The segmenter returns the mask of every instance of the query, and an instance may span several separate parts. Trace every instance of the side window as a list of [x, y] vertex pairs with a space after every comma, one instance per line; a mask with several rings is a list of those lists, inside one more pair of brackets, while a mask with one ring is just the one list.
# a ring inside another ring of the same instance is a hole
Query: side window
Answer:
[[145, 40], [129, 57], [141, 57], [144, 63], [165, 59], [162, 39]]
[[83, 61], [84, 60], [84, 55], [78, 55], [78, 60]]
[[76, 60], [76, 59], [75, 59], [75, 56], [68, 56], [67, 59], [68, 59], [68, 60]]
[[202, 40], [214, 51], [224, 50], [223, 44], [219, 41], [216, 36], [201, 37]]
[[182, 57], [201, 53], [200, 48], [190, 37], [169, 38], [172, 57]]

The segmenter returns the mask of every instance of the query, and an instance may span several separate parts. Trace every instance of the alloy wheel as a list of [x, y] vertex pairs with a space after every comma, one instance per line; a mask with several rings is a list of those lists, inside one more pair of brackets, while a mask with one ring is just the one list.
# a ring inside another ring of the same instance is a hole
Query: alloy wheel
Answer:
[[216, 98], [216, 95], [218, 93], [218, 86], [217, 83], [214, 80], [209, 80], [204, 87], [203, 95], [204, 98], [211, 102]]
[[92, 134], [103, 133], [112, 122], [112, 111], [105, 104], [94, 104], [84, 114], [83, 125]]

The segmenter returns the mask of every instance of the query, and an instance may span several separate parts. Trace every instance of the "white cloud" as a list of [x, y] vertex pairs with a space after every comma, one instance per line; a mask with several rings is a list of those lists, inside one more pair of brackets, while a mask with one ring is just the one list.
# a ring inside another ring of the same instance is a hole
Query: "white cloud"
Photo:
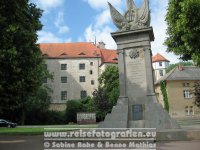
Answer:
[[106, 48], [108, 49], [116, 49], [116, 43], [110, 35], [112, 29], [109, 26], [104, 26], [102, 29], [98, 29], [90, 25], [86, 28], [84, 37], [87, 42], [94, 42], [95, 37], [96, 41], [103, 41], [106, 44]]
[[50, 8], [61, 6], [64, 0], [33, 0], [41, 9], [48, 11]]
[[64, 24], [64, 13], [59, 12], [55, 19], [54, 25], [58, 28], [58, 33], [63, 34], [69, 32], [69, 27]]
[[62, 43], [71, 42], [71, 38], [63, 39], [54, 35], [52, 32], [39, 31], [37, 43]]
[[110, 11], [106, 9], [96, 17], [95, 26], [96, 28], [102, 27], [103, 25], [110, 23], [110, 21], [111, 21]]
[[123, 0], [83, 0], [87, 2], [93, 9], [108, 8], [108, 3], [112, 3], [114, 6], [119, 6]]
[[160, 53], [172, 63], [178, 62], [177, 56], [172, 53], [166, 52], [166, 46], [163, 45], [166, 38], [166, 29], [167, 24], [165, 22], [166, 8], [167, 8], [167, 0], [154, 0], [151, 1], [151, 25], [153, 26], [155, 41], [152, 42], [152, 52], [153, 55], [156, 53]]

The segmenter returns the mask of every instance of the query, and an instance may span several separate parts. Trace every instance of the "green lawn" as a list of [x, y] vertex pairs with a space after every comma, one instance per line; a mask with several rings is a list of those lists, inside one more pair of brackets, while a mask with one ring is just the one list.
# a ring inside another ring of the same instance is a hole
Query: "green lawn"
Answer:
[[0, 128], [0, 135], [39, 135], [44, 131], [66, 131], [82, 128], [96, 128], [97, 125], [63, 125], [63, 126], [23, 126], [16, 128]]

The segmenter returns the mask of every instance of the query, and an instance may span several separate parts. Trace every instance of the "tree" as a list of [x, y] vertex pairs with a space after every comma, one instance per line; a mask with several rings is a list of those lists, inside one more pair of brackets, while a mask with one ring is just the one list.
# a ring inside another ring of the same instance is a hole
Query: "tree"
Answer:
[[166, 69], [166, 73], [168, 73], [172, 69], [176, 68], [179, 64], [182, 66], [193, 66], [194, 65], [192, 62], [180, 62], [180, 63], [170, 64], [169, 67]]
[[103, 120], [105, 115], [116, 105], [119, 97], [119, 71], [116, 66], [107, 66], [99, 77], [99, 87], [94, 91], [97, 117]]
[[194, 85], [195, 104], [200, 107], [200, 82]]
[[200, 66], [200, 1], [169, 0], [166, 21], [167, 51]]
[[29, 0], [0, 1], [0, 112], [21, 112], [48, 71], [36, 44], [42, 11]]

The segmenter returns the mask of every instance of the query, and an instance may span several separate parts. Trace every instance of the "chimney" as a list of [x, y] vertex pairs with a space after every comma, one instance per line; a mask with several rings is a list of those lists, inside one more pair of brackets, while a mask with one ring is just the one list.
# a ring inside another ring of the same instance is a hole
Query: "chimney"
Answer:
[[105, 43], [103, 41], [99, 42], [99, 44], [97, 45], [98, 48], [100, 49], [105, 49]]
[[181, 64], [178, 65], [178, 70], [183, 71], [183, 66]]

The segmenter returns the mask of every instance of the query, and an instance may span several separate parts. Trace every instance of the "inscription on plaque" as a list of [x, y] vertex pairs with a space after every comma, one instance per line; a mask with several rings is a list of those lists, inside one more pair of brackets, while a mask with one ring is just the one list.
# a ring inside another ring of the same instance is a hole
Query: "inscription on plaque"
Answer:
[[142, 104], [132, 105], [133, 120], [143, 120]]

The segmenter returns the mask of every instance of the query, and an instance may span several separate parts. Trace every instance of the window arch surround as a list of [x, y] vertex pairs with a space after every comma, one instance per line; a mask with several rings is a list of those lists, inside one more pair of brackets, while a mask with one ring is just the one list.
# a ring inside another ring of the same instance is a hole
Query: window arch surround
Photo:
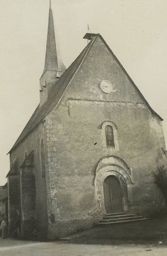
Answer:
[[111, 120], [104, 121], [101, 126], [103, 147], [110, 151], [119, 151], [117, 128]]
[[43, 144], [43, 139], [41, 140], [41, 141], [40, 142], [40, 153], [42, 178], [43, 178], [45, 177], [46, 174], [45, 163], [44, 160], [44, 145]]
[[111, 125], [106, 125], [105, 133], [107, 147], [114, 147], [114, 134]]

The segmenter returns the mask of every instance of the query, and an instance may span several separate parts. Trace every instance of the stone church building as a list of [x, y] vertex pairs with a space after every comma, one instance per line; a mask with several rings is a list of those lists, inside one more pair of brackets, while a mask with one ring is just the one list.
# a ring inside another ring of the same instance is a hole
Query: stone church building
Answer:
[[153, 175], [164, 164], [163, 119], [102, 37], [84, 38], [66, 69], [50, 6], [40, 103], [9, 152], [9, 224], [19, 219], [23, 237], [33, 225], [54, 239], [163, 204]]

■ ■ ■ ■

Could you revise the data above so that "vertex pairs" becomes "coordinate pairs" everywhere, with nothing else changed and the pictures omitted?

● Answer
The segmenter returns the mask of every instance of the query, and an instance may span several separate parts. Trace every instance of the side window as a list of [x, y] coordinate pairs with a space after every comma, one instance per line; a mask with several rings is a list of those lists, inside one more pair of brackets, while a mask with one ring is just the one list.
# a ring inside another ring of the same instance is a hole
Query: side window
Answer:
[[145, 40], [129, 57], [141, 57], [144, 63], [165, 59], [162, 39]]
[[83, 61], [84, 60], [84, 55], [78, 55], [78, 60]]
[[76, 60], [76, 59], [75, 59], [75, 56], [68, 56], [67, 59], [68, 59], [68, 60]]
[[202, 40], [214, 51], [224, 50], [223, 44], [219, 41], [216, 36], [201, 37]]
[[182, 57], [201, 53], [200, 48], [190, 37], [169, 38], [172, 57]]

The segmenter returns the mask of every instance of the query, and an instance may span several separate parts. Trace every instance of the alloy wheel as a list of [x, y] coordinate pairs with a space after every comma, one instance per line; a mask with several rings is a list of those lists, inside one more pair of brackets, while a mask with one ring is just the one list.
# a ring inside another ring of the same instance is a hole
Query: alloy wheel
Answer:
[[216, 98], [216, 95], [218, 93], [218, 86], [217, 83], [214, 80], [209, 80], [204, 87], [203, 95], [204, 98], [211, 102]]
[[92, 134], [103, 133], [112, 122], [112, 111], [105, 104], [94, 104], [84, 114], [83, 125]]

The segmenter returns the mask of every instance of the query, and an instance may span several separate parts. Trace every instance of the "white cloud" as a list of [x, y] coordinate pairs with a space after every comma, one instance per line; a mask with several rings is a list of those lists, inside one more pair of brackets, while a mask with one ring is just the one list.
# a ring inside another ring of the same instance is a hole
Query: "white cloud"
Photo:
Answer:
[[106, 48], [108, 49], [116, 49], [116, 43], [110, 35], [112, 29], [109, 26], [104, 26], [102, 29], [98, 29], [90, 25], [86, 28], [84, 37], [87, 42], [94, 42], [95, 37], [96, 41], [103, 41], [106, 44]]
[[50, 8], [61, 6], [64, 0], [33, 0], [41, 9], [48, 11]]
[[64, 24], [64, 13], [59, 12], [55, 19], [54, 25], [58, 28], [58, 33], [63, 34], [69, 32], [69, 27]]
[[62, 43], [71, 42], [71, 38], [63, 39], [54, 35], [52, 32], [39, 31], [37, 43]]
[[110, 11], [106, 9], [96, 17], [95, 26], [96, 28], [102, 27], [103, 25], [110, 23], [110, 21], [111, 21]]
[[123, 0], [83, 0], [87, 2], [93, 9], [108, 8], [108, 3], [112, 3], [114, 6], [119, 6]]
[[160, 53], [172, 63], [178, 62], [177, 56], [172, 53], [166, 52], [166, 46], [163, 45], [166, 38], [166, 29], [167, 24], [165, 22], [166, 8], [167, 8], [167, 0], [154, 0], [151, 1], [151, 25], [153, 26], [155, 41], [152, 42], [152, 52], [153, 55], [156, 53]]

The segmenter returns the mask of every instance of the query, and an instance may span several separate parts. Trace every instance of the "green lawn" as a list of [x, y] coordinate pairs with a space after every comma, one instance per line; a mask with several rings is a list of those lists, inside one more pair of brackets, while a mask with one ring is just the one list.
# a ring inside another ring of the same instance is a hole
Query: "green lawn"
Answer:
[[0, 128], [0, 135], [39, 135], [44, 131], [66, 131], [82, 128], [96, 128], [97, 125], [63, 125], [63, 126], [23, 126], [16, 128]]

The segmenter returns the mask of every instance of the query, and an instance may span several separate parts. Trace every instance of the "tree" as a list of [x, y] coordinate pairs with a space after every comma, one instance per line; a mask with several rings is a list of those lists, inside one more pair of brackets, while a mask with one ring is just the one list.
# a ring inside another ring of the same instance is a hole
Query: "tree"
Answer:
[[166, 69], [166, 73], [168, 73], [172, 69], [176, 68], [179, 64], [182, 66], [193, 66], [194, 65], [192, 62], [180, 62], [180, 63], [170, 64], [169, 67]]
[[103, 120], [105, 115], [116, 105], [119, 97], [119, 71], [116, 66], [107, 66], [99, 77], [99, 87], [94, 91], [97, 117]]
[[194, 85], [195, 104], [200, 107], [200, 82]]
[[200, 66], [200, 1], [169, 0], [166, 21], [167, 51]]
[[29, 0], [0, 1], [0, 112], [21, 112], [48, 71], [36, 44], [42, 11]]

The segmenter returns the mask of every instance of the query, and an instance may span several separate parts. Trace every instance of the "chimney" as a list of [x, y] coordinate pairs with a space after every comma, one instance per line; a mask with several rings is a list of those lists, inside one more pair of brackets, while a mask with one ring is just the one list.
# a ring inside another ring of the same instance is a hole
Query: "chimney"
Answer:
[[105, 43], [103, 41], [99, 42], [99, 44], [97, 45], [98, 48], [100, 49], [105, 49]]
[[181, 64], [178, 65], [178, 70], [183, 71], [183, 66]]

The segmenter returns the mask of every instance of the query, and an instance may span several separate parts. Trace every instance of the "inscription on plaque" as a list of [x, y] coordinate pairs with a space after every comma, one instance per line; a mask with several rings is a list of those lists, inside one more pair of brackets, while a mask with one ring is just the one list.
# a ring inside another ring of the same instance is a hole
Query: "inscription on plaque"
Answer:
[[142, 104], [132, 105], [133, 120], [143, 120]]

The segmenter returns the mask of every instance of the query, and an instance may span several separate parts. Trace every instance of the window arch surround as a list of [x, y] coordinate pairs with a space after every comma, one instance per line; a mask with several rings is a list of those lists, inside one more pair of brackets, while a mask with one ring is just the one list.
# a ring inside another ring of the same instance is a hole
Query: window arch surround
Photo:
Answer:
[[111, 120], [104, 121], [101, 126], [103, 147], [110, 151], [119, 151], [117, 128]]
[[43, 144], [43, 139], [41, 140], [41, 141], [40, 142], [40, 153], [42, 178], [43, 178], [45, 177], [46, 174], [45, 163], [44, 160], [44, 145]]
[[111, 125], [106, 125], [105, 133], [107, 147], [114, 147], [114, 134]]

The segmenter returns the mask of every instance of the query, and an instance may span several separate parts. Trace every instance of the stone church building as a list of [x, y] coordinate pairs with a space after every comma, one instance per line; a mask with several rings is a list of those lists, inside one more pair of brackets, while a mask with one ring is just the one list.
# a ring inside another ring of the same instance is a hole
Query: stone church building
Answer:
[[153, 175], [164, 164], [163, 119], [102, 37], [84, 38], [66, 69], [50, 6], [40, 103], [9, 152], [9, 224], [19, 219], [23, 237], [33, 225], [54, 239], [163, 204]]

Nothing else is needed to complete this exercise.